Data items

----

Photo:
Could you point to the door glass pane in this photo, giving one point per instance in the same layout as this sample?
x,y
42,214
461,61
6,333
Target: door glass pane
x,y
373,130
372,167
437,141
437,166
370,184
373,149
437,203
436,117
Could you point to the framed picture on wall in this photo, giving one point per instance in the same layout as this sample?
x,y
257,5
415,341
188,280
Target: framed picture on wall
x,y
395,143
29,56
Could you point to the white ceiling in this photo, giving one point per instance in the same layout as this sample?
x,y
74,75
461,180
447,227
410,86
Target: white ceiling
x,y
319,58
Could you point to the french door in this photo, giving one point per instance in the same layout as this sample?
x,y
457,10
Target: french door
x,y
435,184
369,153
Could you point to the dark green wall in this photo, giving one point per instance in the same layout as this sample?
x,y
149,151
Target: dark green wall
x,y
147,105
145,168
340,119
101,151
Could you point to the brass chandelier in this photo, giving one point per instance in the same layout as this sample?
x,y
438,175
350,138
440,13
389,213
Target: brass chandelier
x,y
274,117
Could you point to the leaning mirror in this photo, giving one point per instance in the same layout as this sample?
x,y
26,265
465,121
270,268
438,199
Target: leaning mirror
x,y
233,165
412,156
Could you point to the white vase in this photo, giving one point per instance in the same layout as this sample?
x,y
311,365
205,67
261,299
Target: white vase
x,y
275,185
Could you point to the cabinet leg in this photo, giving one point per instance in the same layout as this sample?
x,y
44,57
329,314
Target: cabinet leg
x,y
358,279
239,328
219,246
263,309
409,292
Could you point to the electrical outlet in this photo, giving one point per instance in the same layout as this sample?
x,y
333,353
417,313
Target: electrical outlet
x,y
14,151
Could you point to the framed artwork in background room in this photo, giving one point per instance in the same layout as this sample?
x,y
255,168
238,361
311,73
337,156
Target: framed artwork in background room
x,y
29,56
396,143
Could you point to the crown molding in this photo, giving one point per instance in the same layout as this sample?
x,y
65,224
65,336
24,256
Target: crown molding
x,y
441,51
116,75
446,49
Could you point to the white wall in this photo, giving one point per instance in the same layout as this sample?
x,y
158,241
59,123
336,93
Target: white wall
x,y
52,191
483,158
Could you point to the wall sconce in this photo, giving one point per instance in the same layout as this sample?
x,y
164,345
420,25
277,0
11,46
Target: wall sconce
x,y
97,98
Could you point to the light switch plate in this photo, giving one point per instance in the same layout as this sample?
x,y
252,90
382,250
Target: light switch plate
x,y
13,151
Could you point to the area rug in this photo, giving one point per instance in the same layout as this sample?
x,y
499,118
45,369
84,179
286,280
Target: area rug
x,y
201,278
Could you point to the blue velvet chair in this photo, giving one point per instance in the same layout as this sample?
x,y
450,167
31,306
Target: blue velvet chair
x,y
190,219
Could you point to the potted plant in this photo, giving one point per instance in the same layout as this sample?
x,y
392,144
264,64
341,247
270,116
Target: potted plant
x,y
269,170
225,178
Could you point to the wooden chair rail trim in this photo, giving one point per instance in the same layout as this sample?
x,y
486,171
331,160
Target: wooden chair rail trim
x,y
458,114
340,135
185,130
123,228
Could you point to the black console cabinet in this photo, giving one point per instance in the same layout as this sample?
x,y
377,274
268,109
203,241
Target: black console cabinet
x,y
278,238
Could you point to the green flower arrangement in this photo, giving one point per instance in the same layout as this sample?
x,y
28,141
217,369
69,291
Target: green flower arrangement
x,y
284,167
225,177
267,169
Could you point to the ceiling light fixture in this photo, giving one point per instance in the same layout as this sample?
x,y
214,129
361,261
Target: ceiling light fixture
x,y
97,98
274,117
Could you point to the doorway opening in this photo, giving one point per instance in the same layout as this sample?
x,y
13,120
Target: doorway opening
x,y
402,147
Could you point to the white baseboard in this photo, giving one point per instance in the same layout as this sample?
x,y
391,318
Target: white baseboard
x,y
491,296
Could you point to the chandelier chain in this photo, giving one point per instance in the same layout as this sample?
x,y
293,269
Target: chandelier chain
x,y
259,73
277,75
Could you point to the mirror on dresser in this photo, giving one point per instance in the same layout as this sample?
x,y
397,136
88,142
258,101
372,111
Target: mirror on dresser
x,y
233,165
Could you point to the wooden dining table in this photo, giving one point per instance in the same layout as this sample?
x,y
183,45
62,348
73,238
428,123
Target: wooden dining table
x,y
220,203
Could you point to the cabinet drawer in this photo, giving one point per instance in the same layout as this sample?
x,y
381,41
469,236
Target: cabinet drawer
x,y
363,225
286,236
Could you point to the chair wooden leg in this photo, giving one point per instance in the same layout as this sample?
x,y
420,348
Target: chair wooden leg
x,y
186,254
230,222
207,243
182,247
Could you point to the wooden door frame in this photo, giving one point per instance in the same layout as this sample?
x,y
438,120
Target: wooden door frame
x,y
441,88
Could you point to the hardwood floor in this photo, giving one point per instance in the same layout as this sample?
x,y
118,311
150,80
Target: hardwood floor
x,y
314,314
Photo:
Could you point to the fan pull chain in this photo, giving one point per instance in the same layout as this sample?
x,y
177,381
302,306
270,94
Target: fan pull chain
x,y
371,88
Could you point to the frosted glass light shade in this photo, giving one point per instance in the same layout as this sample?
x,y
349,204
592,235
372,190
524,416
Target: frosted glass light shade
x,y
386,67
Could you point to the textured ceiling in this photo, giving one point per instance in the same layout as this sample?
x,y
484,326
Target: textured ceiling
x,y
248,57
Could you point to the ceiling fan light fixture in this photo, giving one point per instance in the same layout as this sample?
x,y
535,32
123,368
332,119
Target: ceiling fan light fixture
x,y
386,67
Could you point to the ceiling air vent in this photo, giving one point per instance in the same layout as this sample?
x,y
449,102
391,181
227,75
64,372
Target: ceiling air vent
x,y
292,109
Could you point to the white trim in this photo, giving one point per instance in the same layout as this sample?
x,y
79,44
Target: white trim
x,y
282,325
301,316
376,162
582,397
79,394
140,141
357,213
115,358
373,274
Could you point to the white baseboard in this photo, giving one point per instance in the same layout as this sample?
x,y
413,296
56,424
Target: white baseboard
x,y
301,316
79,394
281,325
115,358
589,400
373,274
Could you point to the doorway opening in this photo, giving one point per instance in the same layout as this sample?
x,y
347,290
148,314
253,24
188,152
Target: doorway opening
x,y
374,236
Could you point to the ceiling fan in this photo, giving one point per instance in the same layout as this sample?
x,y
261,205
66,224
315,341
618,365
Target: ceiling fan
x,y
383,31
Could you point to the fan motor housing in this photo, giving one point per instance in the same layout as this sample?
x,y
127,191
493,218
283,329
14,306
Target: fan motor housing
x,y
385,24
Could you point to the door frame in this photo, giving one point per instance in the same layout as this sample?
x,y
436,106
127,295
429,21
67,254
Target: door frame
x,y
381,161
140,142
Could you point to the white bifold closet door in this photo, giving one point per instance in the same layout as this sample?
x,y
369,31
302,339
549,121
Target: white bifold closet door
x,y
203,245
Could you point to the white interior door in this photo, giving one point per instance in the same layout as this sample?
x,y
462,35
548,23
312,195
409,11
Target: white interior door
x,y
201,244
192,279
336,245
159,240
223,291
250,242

----

▶ **What to produce**
Pull out each record as written and restate it exactly.

▶ **The solution**
Photo:
Could you point to the door glass pane in this photo, giving one point per instance in the same layout as this sample?
x,y
42,214
461,61
6,333
Target: door glass pane
x,y
373,130
372,167
437,141
437,166
370,184
373,149
437,203
436,117
Could you point to the framed picture on wall in this photo, giving one point per instance in the same layout as this sample?
x,y
257,5
415,341
188,280
Target: framed picture on wall
x,y
395,143
29,56
Could you point to the white ceiling in this photo, giving one point per instance in the same layout as this sample?
x,y
74,75
461,180
447,227
410,86
Target: white ceiling
x,y
319,58
Could you point to the french door in this photo, giving one point per instance in the same layout as this sample?
x,y
457,10
Target: french door
x,y
435,184
369,153
Could you point to the dark green wall in this photo, giving one point per instance in the same layout as this sample?
x,y
149,151
Target: dark green wall
x,y
147,105
145,168
340,119
101,151
Could you point to the brass chandelier in this photo, giving one point per instance in the same layout as this sample?
x,y
438,175
350,138
440,13
389,213
Target: brass chandelier
x,y
274,117
Could you point to the leaning mirror in this photo, giving one point per instance in the same layout as this sample?
x,y
26,265
465,121
270,268
438,199
Target: leaning mirror
x,y
233,165
412,156
Could you point to the white vase in this photo, giving one point per instance in the same layout as this sample?
x,y
311,365
205,67
261,299
Target: white vase
x,y
275,185
Could you point to the cabinet leg in this photo, giving one point per instance in the same layout as this sample?
x,y
44,57
329,314
Target: cabinet leg
x,y
358,279
239,328
219,246
263,309
409,292
Could you point to the electrical outlet in this photo, giving one point per instance in the same layout as this sample?
x,y
333,353
417,313
Target: electrical outlet
x,y
14,151
Could you point to the framed artwork in background room in this photo, giving one point per instance in the same layout as this sample?
x,y
255,168
238,361
311,73
337,156
Target: framed artwork in background room
x,y
29,56
396,143
Could you point to the crown molding in this photo, giving one point per instance in the same layout as this sample?
x,y
65,224
65,336
24,256
Target: crown molding
x,y
441,51
116,75
446,49
Could you point to the white wall in this photo, giving one point per instance in the same layout as this sample?
x,y
158,241
59,123
336,93
Target: white wall
x,y
52,191
483,158
Could you point to the wall sconce in this photo, giving one point per instance in the same layout as this sample?
x,y
164,345
420,25
277,0
11,46
Target: wall sconce
x,y
97,98
Could you point to the light switch plate in this photo, giving one point per instance in the same layout as this sample?
x,y
252,90
382,250
Target: light switch plate
x,y
13,151
Could you point to the area rug in this photo, giving one point per instance in the same layout as this sample?
x,y
499,118
45,369
84,179
286,280
Target: area rug
x,y
201,278
Could you point to the blue velvet chair in this photo, giving one point per instance in the same layout as this sample?
x,y
450,167
31,306
Target: blue velvet chair
x,y
190,219
Could you point to the potted plant in this photo, giving one point per instance in the same layout as this sample?
x,y
392,144
264,64
341,247
270,116
Target: potted plant
x,y
269,170
225,178
Could you point to the wooden chair rail trim in this photo, giving one point per instance in the same layout as this sample?
x,y
486,171
331,160
Target: wooden chair rail trim
x,y
458,114
340,135
185,130
123,228
Could you point to the black console cabinet in this photo, giving one point per instance in the same layout as this sample?
x,y
377,274
268,109
203,241
Target: black console cabinet
x,y
278,238
Could you point to the green flower arrangement in this photo, giving one point per instance in the same layout as this sample?
x,y
28,141
217,369
69,291
Target: green flower arrangement
x,y
284,167
225,177
267,169
Could you point to the ceiling light fixture in this photo, giving one point per instance in the same layout as this sample?
x,y
214,129
361,261
Target: ceiling light fixture
x,y
97,98
274,117
Could you point to the doorway opening in this photo, giving one point per instance in the same layout as this sample?
x,y
13,120
Target: doorway opening
x,y
402,147
Could you point to the white baseboard in this photo, giving one point per instance in the same layout as this sample?
x,y
391,318
Target: white baseboard
x,y
491,296
Could you point to the chandelier chain in this photo, giving one point per instance in the same layout as this sample?
x,y
293,269
Target: chandelier chain
x,y
259,73
277,75
Could you point to the mirror on dresser in this photo, giving one point per instance in the same layout as this sample?
x,y
397,136
88,142
258,101
372,111
Target: mirror on dresser
x,y
233,165
Could you point to the wooden dining table in this photo, giving one point per instance in the same layout as this sample?
x,y
183,45
62,348
73,238
428,123
Target: wooden dining table
x,y
220,203
Could you point to the cabinet drawer in this photo, giving one point per instance in the same layout as this sample?
x,y
381,41
469,236
Target: cabinet drawer
x,y
363,225
286,236
Could you point to the chair wooden leg in this photo, giving one point per instance in the same layout as this sample?
x,y
420,348
Target: chair wooden leg
x,y
186,254
230,222
207,243
182,247
Could you point to the wooden door frame in this photo, giving one point per instance in the same layout as this sample?
x,y
438,120
Target: wooden door frame
x,y
441,88
Could you point to the hardwood floor in this photo, giving one point per instance in the same layout as this sample?
x,y
118,311
150,80
Target: hardwood floor
x,y
314,314
Photo:
Could you point to the fan pull chain in this photo, giving one point per instance in the same layout as this sample?
x,y
177,381
302,306
270,94
Target: fan pull chain
x,y
371,88
Could you point to the frosted glass light shade in this photo, giving one point per instance in the same layout as this sample?
x,y
349,204
592,235
372,190
524,416
Target: frosted glass light shade
x,y
386,67
Could you point to the textured ceiling in this photo, giving one point per instance in the same layout as this sample?
x,y
484,326
Target: textured ceiling
x,y
248,57
Could you point to the ceiling fan light fixture in this photo, giving one point per instance in the same layout as this sample?
x,y
535,32
123,368
332,119
Target: ceiling fan light fixture
x,y
386,67
Could you point to the ceiling air vent in this photo, giving one point per instance in the same layout as this sample?
x,y
449,102
391,181
227,75
64,372
Target: ceiling air vent
x,y
292,109
Could you point to the white trim in this photo, giving one point per instance in the same layout as this sample?
x,y
79,44
Target: white trim
x,y
282,325
301,316
376,162
582,397
79,394
140,141
357,213
115,358
373,274
Could you point to the white baseboard in this photo, giving one point per instance in the same layout as this sample?
x,y
413,296
56,424
Target: white baseboard
x,y
301,316
79,394
281,325
115,358
589,400
373,274
Could you point to the doorway opening in this photo, giving one point per instance in the same layout as this sample?
x,y
347,290
148,314
253,24
188,152
Target: doorway opening
x,y
374,236
Could you point to the ceiling fan in this photo, giving one point per instance in the same layout as this sample?
x,y
261,205
66,224
315,341
618,365
Target: ceiling fan
x,y
383,31
Could you point to the fan motor housing in this photo, giving one point per instance in the same layout as this sample?
x,y
127,191
493,218
283,329
14,306
Target: fan motor housing
x,y
385,24
Could you point to the door frame in this photo, giving one point per instance in the same layout as this sample?
x,y
436,106
127,295
429,21
67,254
Target: door frame
x,y
381,161
140,142
Could you point to the white bifold closet door in this photo, giving one point per instance in the same layout as this sample?
x,y
369,31
302,339
549,121
Target: white bifold closet door
x,y
203,245
Could you point to the white interior door in this photo, giving one point per instance in the same layout as this sample?
x,y
462,35
548,23
312,195
409,11
Target: white interior door
x,y
201,244
192,279
336,245
159,240
223,291
250,242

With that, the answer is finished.